TO DO
Filter the lines below, keeping each one that holds "smoke".

[Saved entries]
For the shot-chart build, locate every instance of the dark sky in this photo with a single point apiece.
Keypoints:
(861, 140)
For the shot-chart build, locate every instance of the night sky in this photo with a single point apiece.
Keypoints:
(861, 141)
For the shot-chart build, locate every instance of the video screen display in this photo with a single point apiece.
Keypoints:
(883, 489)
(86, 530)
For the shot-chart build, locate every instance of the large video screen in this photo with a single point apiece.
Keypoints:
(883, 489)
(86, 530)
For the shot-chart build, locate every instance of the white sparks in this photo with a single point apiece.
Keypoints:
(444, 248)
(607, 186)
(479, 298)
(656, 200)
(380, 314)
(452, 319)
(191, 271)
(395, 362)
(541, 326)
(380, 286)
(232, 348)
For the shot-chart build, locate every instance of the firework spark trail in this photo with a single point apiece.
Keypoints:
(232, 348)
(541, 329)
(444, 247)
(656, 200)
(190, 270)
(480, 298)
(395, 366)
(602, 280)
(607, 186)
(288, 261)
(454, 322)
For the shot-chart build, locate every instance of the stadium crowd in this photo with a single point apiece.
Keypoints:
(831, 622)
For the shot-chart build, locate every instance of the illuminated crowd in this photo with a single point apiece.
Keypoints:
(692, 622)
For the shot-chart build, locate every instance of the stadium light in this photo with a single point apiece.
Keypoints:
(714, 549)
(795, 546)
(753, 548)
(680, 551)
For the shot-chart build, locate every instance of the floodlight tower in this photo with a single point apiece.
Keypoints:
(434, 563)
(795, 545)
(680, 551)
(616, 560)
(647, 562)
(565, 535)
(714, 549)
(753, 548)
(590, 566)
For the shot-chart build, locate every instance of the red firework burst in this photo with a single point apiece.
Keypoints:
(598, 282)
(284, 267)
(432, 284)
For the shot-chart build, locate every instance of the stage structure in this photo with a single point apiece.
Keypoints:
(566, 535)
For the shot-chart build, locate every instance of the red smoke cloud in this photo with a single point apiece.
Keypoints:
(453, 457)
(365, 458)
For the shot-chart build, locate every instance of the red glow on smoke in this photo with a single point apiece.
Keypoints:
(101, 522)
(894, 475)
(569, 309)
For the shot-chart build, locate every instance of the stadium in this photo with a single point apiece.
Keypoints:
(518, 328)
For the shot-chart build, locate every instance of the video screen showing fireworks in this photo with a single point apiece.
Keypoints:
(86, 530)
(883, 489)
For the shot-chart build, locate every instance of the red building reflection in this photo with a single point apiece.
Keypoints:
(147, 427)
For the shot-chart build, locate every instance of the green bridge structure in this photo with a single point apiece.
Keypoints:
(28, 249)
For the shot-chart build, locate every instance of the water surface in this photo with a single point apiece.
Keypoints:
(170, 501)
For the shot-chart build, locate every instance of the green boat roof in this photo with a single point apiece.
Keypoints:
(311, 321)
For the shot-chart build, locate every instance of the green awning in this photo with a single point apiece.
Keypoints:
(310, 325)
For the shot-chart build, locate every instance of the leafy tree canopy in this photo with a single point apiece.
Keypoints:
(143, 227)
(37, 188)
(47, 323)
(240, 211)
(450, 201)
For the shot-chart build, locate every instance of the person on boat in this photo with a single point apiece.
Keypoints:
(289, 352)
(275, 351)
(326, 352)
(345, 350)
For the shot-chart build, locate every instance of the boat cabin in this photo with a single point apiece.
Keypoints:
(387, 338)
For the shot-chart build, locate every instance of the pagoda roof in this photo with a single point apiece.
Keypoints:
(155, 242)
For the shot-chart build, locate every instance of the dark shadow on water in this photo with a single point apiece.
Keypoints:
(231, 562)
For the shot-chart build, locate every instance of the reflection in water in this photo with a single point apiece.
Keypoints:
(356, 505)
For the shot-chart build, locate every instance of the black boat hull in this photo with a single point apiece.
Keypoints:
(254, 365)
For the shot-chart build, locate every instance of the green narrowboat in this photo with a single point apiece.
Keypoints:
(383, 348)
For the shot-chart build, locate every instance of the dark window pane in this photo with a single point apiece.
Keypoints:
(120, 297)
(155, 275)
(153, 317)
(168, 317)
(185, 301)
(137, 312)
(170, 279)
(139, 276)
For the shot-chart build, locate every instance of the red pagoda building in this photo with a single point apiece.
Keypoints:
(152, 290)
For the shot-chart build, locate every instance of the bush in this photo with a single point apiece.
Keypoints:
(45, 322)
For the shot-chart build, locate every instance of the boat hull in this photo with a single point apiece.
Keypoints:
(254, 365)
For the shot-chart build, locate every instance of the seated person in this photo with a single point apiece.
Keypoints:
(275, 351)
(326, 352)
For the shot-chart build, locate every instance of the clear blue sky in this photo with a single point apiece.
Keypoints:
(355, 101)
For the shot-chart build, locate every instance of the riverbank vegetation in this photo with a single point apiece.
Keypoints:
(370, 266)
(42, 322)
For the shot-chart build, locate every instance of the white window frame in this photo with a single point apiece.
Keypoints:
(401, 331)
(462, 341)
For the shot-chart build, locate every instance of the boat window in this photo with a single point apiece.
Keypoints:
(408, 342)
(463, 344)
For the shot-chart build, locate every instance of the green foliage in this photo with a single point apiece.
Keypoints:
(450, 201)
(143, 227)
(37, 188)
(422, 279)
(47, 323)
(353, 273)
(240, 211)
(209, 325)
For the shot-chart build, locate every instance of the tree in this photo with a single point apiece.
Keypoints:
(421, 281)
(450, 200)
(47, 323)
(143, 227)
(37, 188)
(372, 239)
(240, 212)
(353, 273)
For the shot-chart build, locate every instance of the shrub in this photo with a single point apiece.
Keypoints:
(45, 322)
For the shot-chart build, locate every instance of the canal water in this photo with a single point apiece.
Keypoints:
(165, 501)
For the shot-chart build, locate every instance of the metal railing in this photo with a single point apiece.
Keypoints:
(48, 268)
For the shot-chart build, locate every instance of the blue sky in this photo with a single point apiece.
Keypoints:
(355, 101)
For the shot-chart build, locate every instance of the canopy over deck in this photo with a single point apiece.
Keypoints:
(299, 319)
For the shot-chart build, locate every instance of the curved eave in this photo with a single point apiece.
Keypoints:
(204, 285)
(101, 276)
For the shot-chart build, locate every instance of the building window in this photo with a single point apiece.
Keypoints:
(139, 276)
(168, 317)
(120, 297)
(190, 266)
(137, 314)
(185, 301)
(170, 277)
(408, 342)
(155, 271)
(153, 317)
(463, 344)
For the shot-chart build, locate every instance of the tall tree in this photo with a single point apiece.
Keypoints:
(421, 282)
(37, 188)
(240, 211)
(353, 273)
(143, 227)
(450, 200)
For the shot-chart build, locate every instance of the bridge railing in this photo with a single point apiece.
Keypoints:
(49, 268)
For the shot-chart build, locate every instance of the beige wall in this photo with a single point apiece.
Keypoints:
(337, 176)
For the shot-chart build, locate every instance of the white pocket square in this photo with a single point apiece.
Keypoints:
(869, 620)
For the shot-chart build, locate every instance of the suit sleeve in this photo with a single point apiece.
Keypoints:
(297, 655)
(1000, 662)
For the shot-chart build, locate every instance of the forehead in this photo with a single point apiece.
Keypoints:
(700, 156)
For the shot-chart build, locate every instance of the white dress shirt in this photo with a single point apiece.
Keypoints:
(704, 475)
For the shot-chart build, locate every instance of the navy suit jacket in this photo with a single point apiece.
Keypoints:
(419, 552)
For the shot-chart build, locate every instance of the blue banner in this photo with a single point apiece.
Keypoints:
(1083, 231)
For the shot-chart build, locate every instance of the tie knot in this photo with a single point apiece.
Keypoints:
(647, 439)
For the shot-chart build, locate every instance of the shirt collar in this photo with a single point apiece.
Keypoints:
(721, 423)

ANSWER BELOW
For the shot-chart build, locate every instance of the red smoke cloud in this photo with a single point apiece.
For the shot-chart build, locate every instance of the red glow on smoke in this photo with a single point apiece.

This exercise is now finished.